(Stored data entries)
----
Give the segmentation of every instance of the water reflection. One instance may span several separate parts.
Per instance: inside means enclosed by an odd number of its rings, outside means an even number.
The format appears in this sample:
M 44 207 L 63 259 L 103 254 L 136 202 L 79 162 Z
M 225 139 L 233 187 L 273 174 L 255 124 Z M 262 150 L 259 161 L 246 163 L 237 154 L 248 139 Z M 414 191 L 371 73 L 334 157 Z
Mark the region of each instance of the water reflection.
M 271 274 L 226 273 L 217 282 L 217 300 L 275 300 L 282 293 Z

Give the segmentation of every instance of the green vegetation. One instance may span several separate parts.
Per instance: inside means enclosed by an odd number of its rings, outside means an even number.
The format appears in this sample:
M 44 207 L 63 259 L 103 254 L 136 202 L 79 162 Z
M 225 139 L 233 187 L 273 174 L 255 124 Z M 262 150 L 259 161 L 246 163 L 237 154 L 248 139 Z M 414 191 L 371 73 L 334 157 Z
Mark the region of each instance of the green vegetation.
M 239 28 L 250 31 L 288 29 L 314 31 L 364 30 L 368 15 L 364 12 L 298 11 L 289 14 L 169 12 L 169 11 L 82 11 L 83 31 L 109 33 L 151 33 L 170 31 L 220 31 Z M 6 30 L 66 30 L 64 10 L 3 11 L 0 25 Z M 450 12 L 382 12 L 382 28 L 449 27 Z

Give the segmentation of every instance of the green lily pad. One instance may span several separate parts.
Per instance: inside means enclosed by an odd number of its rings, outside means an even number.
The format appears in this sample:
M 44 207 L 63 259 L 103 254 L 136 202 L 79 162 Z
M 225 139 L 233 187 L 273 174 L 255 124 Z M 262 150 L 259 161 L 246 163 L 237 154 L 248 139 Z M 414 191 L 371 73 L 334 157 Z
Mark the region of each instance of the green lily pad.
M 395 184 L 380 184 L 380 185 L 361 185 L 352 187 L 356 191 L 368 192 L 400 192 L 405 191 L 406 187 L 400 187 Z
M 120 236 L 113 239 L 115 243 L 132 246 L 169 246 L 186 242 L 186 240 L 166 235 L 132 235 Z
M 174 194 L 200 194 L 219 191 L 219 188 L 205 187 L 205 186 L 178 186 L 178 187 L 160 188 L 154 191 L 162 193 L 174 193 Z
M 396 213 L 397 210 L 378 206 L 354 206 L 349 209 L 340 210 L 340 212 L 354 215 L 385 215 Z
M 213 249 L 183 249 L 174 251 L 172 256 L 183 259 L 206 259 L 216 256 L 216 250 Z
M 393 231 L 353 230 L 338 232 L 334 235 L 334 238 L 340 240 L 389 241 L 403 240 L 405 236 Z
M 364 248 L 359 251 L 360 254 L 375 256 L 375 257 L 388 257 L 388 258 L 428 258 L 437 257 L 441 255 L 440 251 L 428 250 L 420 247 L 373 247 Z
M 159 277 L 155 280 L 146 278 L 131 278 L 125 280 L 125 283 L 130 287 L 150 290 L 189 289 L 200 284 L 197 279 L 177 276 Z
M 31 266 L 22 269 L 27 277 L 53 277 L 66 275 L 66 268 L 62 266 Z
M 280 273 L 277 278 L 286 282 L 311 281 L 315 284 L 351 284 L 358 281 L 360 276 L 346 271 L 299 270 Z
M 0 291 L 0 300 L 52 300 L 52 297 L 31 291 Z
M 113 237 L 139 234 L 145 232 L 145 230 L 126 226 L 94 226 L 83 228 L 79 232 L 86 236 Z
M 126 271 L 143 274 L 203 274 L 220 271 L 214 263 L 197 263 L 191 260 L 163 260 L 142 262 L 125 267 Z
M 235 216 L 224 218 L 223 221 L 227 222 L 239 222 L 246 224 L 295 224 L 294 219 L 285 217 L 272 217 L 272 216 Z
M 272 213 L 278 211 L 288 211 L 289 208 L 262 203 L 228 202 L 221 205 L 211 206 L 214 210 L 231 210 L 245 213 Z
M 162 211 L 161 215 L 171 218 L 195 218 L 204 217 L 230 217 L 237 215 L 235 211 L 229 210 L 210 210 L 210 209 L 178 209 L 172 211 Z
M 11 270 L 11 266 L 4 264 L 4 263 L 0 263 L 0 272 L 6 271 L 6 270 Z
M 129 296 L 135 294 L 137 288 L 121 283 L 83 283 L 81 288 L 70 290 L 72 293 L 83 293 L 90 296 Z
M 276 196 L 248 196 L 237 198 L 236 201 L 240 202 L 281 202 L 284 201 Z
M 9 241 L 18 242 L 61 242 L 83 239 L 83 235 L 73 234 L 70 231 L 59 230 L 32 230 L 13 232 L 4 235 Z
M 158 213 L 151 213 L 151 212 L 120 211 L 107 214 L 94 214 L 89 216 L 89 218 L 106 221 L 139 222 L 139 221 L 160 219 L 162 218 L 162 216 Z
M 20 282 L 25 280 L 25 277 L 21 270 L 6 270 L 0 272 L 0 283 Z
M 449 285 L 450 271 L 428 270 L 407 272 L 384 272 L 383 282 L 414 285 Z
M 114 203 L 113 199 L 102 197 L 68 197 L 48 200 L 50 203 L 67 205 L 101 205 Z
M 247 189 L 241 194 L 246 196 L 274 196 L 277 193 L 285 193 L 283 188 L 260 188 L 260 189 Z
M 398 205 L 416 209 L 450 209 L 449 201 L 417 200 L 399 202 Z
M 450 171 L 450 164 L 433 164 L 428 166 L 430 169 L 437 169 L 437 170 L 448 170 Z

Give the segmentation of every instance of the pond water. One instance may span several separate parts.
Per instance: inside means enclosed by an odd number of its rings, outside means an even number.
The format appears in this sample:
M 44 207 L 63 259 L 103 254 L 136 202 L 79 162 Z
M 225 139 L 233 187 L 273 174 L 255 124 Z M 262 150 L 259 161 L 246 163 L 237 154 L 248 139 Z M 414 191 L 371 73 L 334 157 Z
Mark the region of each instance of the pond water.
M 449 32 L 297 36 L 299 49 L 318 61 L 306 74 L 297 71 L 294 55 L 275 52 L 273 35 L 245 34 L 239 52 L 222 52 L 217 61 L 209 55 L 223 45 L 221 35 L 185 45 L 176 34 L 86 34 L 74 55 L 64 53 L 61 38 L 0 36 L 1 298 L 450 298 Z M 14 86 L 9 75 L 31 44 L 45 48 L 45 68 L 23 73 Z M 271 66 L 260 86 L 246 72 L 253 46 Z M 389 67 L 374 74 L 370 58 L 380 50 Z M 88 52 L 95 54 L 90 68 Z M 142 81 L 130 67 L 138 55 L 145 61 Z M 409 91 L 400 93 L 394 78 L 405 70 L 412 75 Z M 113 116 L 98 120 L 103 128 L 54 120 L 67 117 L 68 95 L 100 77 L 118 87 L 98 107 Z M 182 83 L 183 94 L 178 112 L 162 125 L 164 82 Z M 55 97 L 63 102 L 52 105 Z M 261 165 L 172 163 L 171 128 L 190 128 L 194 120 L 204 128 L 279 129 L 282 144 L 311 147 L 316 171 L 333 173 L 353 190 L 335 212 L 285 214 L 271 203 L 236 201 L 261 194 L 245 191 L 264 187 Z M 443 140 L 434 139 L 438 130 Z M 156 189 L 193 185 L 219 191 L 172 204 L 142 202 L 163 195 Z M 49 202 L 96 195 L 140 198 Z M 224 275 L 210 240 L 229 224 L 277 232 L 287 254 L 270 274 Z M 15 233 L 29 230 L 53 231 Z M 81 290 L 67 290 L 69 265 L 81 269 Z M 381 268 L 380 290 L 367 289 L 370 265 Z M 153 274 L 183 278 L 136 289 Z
----
## [TASK DIRECTIONS]
Now write the data shown above out again, word for word.

## [EXERCISE RESPONSE]
Give the segmentation of every instance of the water reflection. One instance may span several separate parts.
Per instance: inside means enclosed by an odd number of its rings, outside means an even number.
The format appears in this sample:
M 44 207 L 63 259 L 103 254 L 136 202 L 79 162 Z
M 225 139 L 233 187 L 273 174 L 255 124 Z M 262 150 L 259 161 L 246 163 L 237 154 L 248 139 Z M 414 191 L 371 73 L 334 157 Z
Mark the region of each instance of the water reflection.
M 271 274 L 226 273 L 217 282 L 217 300 L 275 300 L 282 293 Z

Give the segmentation of every instance of the green vegetation. One instance may span several separate parts.
Per instance: inside means enclosed by an odd number of its rings, outside means an even number.
The format appears in this sample:
M 44 207 L 63 259 L 103 254 L 136 202 L 79 162 Z
M 225 139 L 233 187 L 273 174 L 255 124 Z M 262 150 L 259 161 L 246 163 L 237 154 L 248 139 Z M 414 191 L 371 73 L 334 157 Z
Mark the region of each instance of the green vegetation.
M 239 28 L 250 31 L 288 29 L 314 31 L 364 30 L 368 15 L 364 12 L 298 11 L 289 14 L 169 12 L 169 11 L 82 11 L 83 31 L 109 33 L 151 33 L 170 31 L 220 31 Z M 6 30 L 66 30 L 64 10 L 3 11 L 0 25 Z M 450 12 L 382 12 L 382 28 L 449 27 Z

Give the segmentation of every instance of the green lily pad. One instance may span several separate parts.
Per instance: inside means enclosed by an odd number of its rings, outside means an even number.
The format appears in this sample:
M 44 207 L 63 259 L 103 254 L 136 202 L 79 162 Z
M 225 139 L 233 187 L 273 174 L 255 124 Z M 262 150 L 259 161 L 246 163 L 237 154 L 248 139 Z M 414 191 L 371 73 L 334 157 Z
Mark the region of each instance of the green lily pad.
M 395 184 L 380 184 L 380 185 L 361 185 L 352 187 L 356 191 L 368 192 L 400 192 L 405 191 L 406 187 L 400 187 Z
M 120 236 L 113 239 L 115 243 L 132 246 L 169 246 L 186 242 L 186 240 L 166 235 L 132 235 Z
M 174 194 L 200 194 L 219 191 L 219 188 L 205 187 L 205 186 L 178 186 L 178 187 L 160 188 L 154 191 L 162 193 L 174 193 Z
M 396 213 L 397 210 L 378 206 L 354 206 L 349 209 L 340 210 L 340 212 L 354 215 L 385 215 Z
M 213 249 L 183 249 L 174 251 L 172 256 L 183 259 L 206 259 L 216 256 L 216 250 Z
M 393 231 L 353 230 L 338 232 L 334 235 L 334 238 L 340 240 L 389 241 L 403 240 L 405 236 Z
M 364 248 L 359 251 L 360 254 L 375 256 L 375 257 L 388 257 L 388 258 L 428 258 L 437 257 L 441 255 L 440 251 L 428 250 L 420 247 L 373 247 Z
M 159 277 L 155 280 L 146 278 L 131 278 L 125 280 L 125 283 L 130 287 L 150 290 L 189 289 L 200 284 L 197 279 L 177 276 Z
M 31 266 L 22 269 L 27 277 L 53 277 L 66 275 L 66 268 L 62 266 Z
M 280 273 L 277 278 L 286 282 L 311 281 L 315 284 L 351 284 L 358 281 L 360 276 L 346 271 L 299 270 Z
M 0 291 L 0 300 L 52 300 L 52 297 L 31 291 Z
M 113 237 L 139 234 L 145 232 L 145 230 L 126 226 L 94 226 L 83 228 L 79 232 L 86 236 Z
M 126 271 L 143 274 L 203 274 L 220 271 L 214 263 L 197 263 L 191 260 L 163 260 L 142 262 L 125 267 Z
M 235 216 L 224 218 L 223 221 L 227 222 L 239 222 L 246 224 L 295 224 L 294 219 L 285 217 L 272 217 L 272 216 Z
M 272 213 L 278 211 L 288 211 L 289 208 L 262 203 L 228 202 L 221 205 L 211 206 L 214 210 L 231 210 L 245 213 Z
M 162 211 L 161 215 L 171 218 L 195 218 L 204 217 L 230 217 L 237 215 L 235 211 L 229 210 L 210 210 L 210 209 L 178 209 L 172 211 Z
M 11 270 L 11 266 L 4 264 L 4 263 L 0 263 L 0 272 L 6 271 L 6 270 Z
M 129 296 L 135 294 L 137 288 L 121 283 L 83 283 L 81 288 L 70 290 L 72 293 L 83 293 L 90 296 Z
M 276 196 L 248 196 L 237 198 L 236 201 L 240 202 L 281 202 L 284 201 Z
M 9 241 L 18 242 L 61 242 L 83 239 L 83 235 L 73 234 L 70 231 L 59 230 L 32 230 L 13 232 L 4 235 Z
M 158 213 L 151 213 L 151 212 L 120 211 L 107 214 L 94 214 L 89 216 L 89 218 L 106 221 L 139 222 L 139 221 L 160 219 L 162 218 L 162 216 Z
M 20 282 L 25 280 L 25 277 L 21 270 L 6 270 L 0 272 L 0 283 Z
M 449 285 L 450 271 L 428 270 L 407 272 L 384 272 L 383 282 L 414 285 Z
M 114 203 L 113 199 L 102 197 L 68 197 L 48 200 L 50 203 L 67 205 L 101 205 Z
M 247 189 L 241 194 L 246 196 L 274 196 L 277 193 L 285 193 L 283 188 L 260 188 L 260 189 Z
M 398 205 L 416 209 L 450 209 L 449 201 L 417 200 L 399 202 Z
M 450 171 L 450 164 L 433 164 L 428 166 L 430 169 L 437 169 L 437 170 L 448 170 Z

Give the segmentation of every instance of the pond water. One instance may span several separate parts.
Per instance: inside means enclosed by an odd number of its rings, outside means an even number.
The format appears in this sample:
M 44 207 L 63 259 L 103 254 L 136 202 L 79 162 Z
M 225 139 L 233 187 L 273 174 L 255 124 Z M 262 150 L 259 161 L 246 163 L 237 154 L 248 139 Z M 414 191 L 371 73 L 334 157 Z
Mark the region of each instance of the pond water.
M 449 32 L 297 36 L 299 49 L 318 61 L 306 74 L 297 71 L 294 55 L 275 52 L 273 35 L 245 34 L 239 52 L 222 52 L 217 61 L 209 55 L 223 45 L 221 35 L 185 45 L 176 34 L 86 34 L 74 55 L 64 53 L 61 38 L 0 36 L 1 298 L 450 298 Z M 14 86 L 9 75 L 31 44 L 45 48 L 45 68 L 23 73 Z M 271 66 L 260 86 L 246 72 L 253 46 Z M 389 67 L 374 74 L 370 58 L 380 50 Z M 88 52 L 95 54 L 90 68 Z M 142 81 L 130 67 L 138 55 L 145 61 Z M 409 91 L 400 93 L 394 78 L 405 70 L 412 75 Z M 113 116 L 98 120 L 103 128 L 54 120 L 67 117 L 68 95 L 100 77 L 118 87 L 98 107 Z M 182 83 L 183 94 L 178 112 L 162 125 L 164 82 Z M 55 97 L 63 102 L 52 105 Z M 261 165 L 172 163 L 171 128 L 190 128 L 194 120 L 204 128 L 279 129 L 282 144 L 311 147 L 316 171 L 333 173 L 353 190 L 335 212 L 285 214 L 271 203 L 236 201 L 261 194 L 245 191 L 264 187 Z M 443 140 L 434 139 L 438 130 Z M 156 189 L 193 185 L 219 191 L 172 204 L 142 202 L 163 195 Z M 49 202 L 96 195 L 140 198 Z M 224 275 L 210 240 L 229 224 L 277 232 L 287 254 L 270 274 Z M 15 233 L 29 230 L 53 231 Z M 81 290 L 67 290 L 69 265 L 81 269 Z M 381 268 L 380 290 L 367 289 L 370 265 Z M 153 274 L 183 278 L 136 289 Z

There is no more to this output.